▸ **WHAT YOU SHOULD DO**
Output as a JSON list of strings, one per line with blank lines omitted, the records from their first line up to and including the line that contains "point(372, 376)".
◇ ◇ ◇
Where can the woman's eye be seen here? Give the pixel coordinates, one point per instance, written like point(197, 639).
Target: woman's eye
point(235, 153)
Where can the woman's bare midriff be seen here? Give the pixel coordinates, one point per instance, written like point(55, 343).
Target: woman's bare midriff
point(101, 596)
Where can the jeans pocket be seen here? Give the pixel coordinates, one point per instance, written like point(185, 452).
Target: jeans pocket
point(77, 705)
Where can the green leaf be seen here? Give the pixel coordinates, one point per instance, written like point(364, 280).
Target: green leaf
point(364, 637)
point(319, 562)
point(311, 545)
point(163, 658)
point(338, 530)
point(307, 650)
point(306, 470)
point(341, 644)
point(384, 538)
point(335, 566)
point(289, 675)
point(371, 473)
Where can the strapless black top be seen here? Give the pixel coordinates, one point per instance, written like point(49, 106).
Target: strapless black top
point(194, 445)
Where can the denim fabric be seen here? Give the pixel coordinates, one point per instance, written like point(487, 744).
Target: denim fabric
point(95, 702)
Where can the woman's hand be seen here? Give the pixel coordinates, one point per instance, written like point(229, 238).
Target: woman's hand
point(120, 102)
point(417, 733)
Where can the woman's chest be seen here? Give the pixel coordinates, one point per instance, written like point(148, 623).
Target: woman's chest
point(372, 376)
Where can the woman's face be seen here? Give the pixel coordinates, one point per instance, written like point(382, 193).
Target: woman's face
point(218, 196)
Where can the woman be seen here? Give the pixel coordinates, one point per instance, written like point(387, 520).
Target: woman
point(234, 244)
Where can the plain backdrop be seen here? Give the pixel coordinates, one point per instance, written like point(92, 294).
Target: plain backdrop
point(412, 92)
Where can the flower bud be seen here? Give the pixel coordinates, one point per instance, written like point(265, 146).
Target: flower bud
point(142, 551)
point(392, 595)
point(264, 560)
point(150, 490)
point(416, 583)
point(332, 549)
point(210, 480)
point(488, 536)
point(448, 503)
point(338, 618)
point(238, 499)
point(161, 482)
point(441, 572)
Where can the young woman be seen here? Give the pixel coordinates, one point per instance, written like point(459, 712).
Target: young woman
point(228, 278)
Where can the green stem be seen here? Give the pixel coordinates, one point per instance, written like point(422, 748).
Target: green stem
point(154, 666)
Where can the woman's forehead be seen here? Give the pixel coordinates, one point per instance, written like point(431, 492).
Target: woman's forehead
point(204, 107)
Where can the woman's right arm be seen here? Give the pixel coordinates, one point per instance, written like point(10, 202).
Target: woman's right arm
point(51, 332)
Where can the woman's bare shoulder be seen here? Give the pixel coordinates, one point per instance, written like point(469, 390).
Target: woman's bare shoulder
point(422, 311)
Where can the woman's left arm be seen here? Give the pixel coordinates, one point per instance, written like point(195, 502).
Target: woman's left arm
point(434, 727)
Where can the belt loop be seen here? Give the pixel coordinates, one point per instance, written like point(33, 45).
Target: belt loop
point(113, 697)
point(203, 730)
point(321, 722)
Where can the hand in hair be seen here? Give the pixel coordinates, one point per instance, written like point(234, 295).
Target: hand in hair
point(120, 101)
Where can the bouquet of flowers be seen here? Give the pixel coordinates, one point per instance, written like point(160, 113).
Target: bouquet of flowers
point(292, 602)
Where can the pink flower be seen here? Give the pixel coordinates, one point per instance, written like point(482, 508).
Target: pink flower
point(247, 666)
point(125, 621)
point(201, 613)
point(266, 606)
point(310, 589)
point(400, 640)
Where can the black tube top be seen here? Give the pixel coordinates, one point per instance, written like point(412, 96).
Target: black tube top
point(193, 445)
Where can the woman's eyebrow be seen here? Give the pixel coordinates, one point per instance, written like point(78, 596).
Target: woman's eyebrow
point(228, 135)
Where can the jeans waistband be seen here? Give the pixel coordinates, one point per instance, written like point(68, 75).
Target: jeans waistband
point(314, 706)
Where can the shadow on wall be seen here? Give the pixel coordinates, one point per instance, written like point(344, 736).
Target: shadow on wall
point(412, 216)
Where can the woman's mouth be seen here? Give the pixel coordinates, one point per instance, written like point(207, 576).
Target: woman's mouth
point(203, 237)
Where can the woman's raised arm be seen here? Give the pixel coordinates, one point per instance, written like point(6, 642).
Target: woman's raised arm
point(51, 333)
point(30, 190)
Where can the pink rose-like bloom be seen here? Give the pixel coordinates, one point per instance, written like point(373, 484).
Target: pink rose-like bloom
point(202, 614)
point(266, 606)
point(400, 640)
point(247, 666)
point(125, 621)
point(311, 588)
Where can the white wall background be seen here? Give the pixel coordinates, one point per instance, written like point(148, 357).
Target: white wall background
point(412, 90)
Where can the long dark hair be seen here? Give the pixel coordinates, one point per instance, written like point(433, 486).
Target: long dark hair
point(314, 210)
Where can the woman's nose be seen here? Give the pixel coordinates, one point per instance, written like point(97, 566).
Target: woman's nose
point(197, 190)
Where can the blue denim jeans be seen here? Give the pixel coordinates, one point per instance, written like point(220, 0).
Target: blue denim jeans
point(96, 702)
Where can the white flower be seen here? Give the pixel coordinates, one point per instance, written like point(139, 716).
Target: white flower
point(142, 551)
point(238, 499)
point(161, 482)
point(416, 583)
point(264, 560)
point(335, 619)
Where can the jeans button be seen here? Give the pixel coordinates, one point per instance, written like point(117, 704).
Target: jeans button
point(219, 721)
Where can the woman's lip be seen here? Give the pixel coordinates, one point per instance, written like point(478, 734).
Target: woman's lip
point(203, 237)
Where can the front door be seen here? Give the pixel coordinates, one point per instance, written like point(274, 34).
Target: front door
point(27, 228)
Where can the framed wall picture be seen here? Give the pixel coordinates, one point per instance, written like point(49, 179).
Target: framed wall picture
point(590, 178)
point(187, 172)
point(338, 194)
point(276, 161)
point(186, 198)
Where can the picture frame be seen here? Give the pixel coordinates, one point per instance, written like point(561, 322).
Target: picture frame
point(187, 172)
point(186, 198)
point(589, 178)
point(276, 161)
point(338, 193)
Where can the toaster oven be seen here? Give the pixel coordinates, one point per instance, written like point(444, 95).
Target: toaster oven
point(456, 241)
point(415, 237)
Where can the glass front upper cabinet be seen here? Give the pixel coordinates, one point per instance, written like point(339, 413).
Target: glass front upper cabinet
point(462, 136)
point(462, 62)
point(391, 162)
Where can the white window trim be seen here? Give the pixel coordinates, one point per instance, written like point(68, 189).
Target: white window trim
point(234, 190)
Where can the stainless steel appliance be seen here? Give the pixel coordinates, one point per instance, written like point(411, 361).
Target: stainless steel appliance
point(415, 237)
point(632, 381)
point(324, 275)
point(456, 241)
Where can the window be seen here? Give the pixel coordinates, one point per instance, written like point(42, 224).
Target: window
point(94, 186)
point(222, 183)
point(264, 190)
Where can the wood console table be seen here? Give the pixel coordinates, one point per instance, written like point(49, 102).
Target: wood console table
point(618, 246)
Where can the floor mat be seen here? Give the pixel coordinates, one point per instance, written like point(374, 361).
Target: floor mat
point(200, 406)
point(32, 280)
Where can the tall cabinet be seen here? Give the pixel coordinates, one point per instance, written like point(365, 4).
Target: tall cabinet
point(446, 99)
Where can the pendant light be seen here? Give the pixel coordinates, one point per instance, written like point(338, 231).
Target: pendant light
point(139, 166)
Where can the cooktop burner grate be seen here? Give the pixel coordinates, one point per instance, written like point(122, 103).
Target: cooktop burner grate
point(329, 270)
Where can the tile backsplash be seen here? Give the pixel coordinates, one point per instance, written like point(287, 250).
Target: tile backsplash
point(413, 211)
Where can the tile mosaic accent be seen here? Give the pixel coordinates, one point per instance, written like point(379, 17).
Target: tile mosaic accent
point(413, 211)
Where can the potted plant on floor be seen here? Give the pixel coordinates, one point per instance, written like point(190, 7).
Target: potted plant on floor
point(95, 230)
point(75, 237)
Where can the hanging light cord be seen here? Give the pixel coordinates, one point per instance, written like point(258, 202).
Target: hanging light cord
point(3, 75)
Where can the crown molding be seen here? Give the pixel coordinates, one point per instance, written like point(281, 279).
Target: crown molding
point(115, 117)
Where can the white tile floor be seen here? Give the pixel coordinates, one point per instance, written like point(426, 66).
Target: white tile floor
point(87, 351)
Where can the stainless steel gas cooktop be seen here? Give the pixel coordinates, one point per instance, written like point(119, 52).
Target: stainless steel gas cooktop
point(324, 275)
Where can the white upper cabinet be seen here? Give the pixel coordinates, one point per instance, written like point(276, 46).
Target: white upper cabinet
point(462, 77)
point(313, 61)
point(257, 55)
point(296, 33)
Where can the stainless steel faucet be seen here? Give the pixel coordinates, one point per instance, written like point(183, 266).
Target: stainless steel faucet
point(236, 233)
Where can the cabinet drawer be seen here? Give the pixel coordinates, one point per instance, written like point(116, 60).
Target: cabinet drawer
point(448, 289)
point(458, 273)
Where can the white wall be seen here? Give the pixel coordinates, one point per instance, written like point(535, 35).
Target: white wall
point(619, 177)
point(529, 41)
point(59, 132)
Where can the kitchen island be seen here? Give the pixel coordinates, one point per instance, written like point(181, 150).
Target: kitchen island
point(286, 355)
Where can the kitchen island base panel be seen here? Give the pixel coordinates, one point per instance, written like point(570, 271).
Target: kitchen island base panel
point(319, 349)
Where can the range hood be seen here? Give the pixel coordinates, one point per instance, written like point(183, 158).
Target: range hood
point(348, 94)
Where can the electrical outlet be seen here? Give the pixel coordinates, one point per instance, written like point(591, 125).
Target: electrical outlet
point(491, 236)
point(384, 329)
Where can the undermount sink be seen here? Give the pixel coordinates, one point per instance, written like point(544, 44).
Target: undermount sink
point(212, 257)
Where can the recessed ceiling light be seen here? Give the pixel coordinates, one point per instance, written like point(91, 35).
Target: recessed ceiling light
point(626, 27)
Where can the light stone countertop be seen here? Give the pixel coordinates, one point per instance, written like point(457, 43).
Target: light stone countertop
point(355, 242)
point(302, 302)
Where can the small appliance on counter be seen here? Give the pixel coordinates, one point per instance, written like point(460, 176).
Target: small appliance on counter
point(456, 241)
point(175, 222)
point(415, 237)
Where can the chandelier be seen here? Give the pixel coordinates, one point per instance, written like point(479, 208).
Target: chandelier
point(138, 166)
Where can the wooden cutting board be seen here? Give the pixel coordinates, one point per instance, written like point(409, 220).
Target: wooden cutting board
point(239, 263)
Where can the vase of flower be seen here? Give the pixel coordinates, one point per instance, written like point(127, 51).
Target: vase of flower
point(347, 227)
◇ ◇ ◇
▸ **ANSWER BELOW**
[
  "Where can the woman's eye be seen here? Give the pixel coordinates, one point per instance, written like point(197, 639).",
  "Target: woman's eye",
  "point(235, 153)",
  "Where can the woman's bare midriff be seen here? Give the pixel coordinates, one point per instance, written like point(55, 343).",
  "Target: woman's bare midriff",
  "point(101, 596)",
  "Where can the jeans pocket be seen here? Give the pixel coordinates, one point per instance, written like point(185, 452).",
  "Target: jeans pocket",
  "point(77, 705)",
  "Where can the green leaf be seen here? Give the pixel coordinates, one point per instance, written like point(364, 280).",
  "Target: green leaf",
  "point(364, 637)",
  "point(319, 562)",
  "point(311, 545)",
  "point(163, 658)",
  "point(338, 530)",
  "point(307, 650)",
  "point(306, 470)",
  "point(341, 644)",
  "point(384, 538)",
  "point(335, 566)",
  "point(289, 675)",
  "point(371, 473)",
  "Where can the strapless black top be seen here? Give the pixel coordinates, one point per instance, written like point(49, 106).",
  "Target: strapless black top",
  "point(194, 445)",
  "Where can the denim fabric be seen here? Give the pixel coordinates, one point per instance, written like point(487, 744).",
  "Target: denim fabric",
  "point(95, 702)",
  "Where can the woman's hand be seen here? Give the pixel coordinates, one point per instance, written like point(229, 238).",
  "Target: woman's hand",
  "point(120, 102)",
  "point(417, 733)",
  "Where can the woman's chest be seen here? Give the pixel coordinates, one point per instance, written like point(148, 623).",
  "Target: woman's chest",
  "point(372, 376)"
]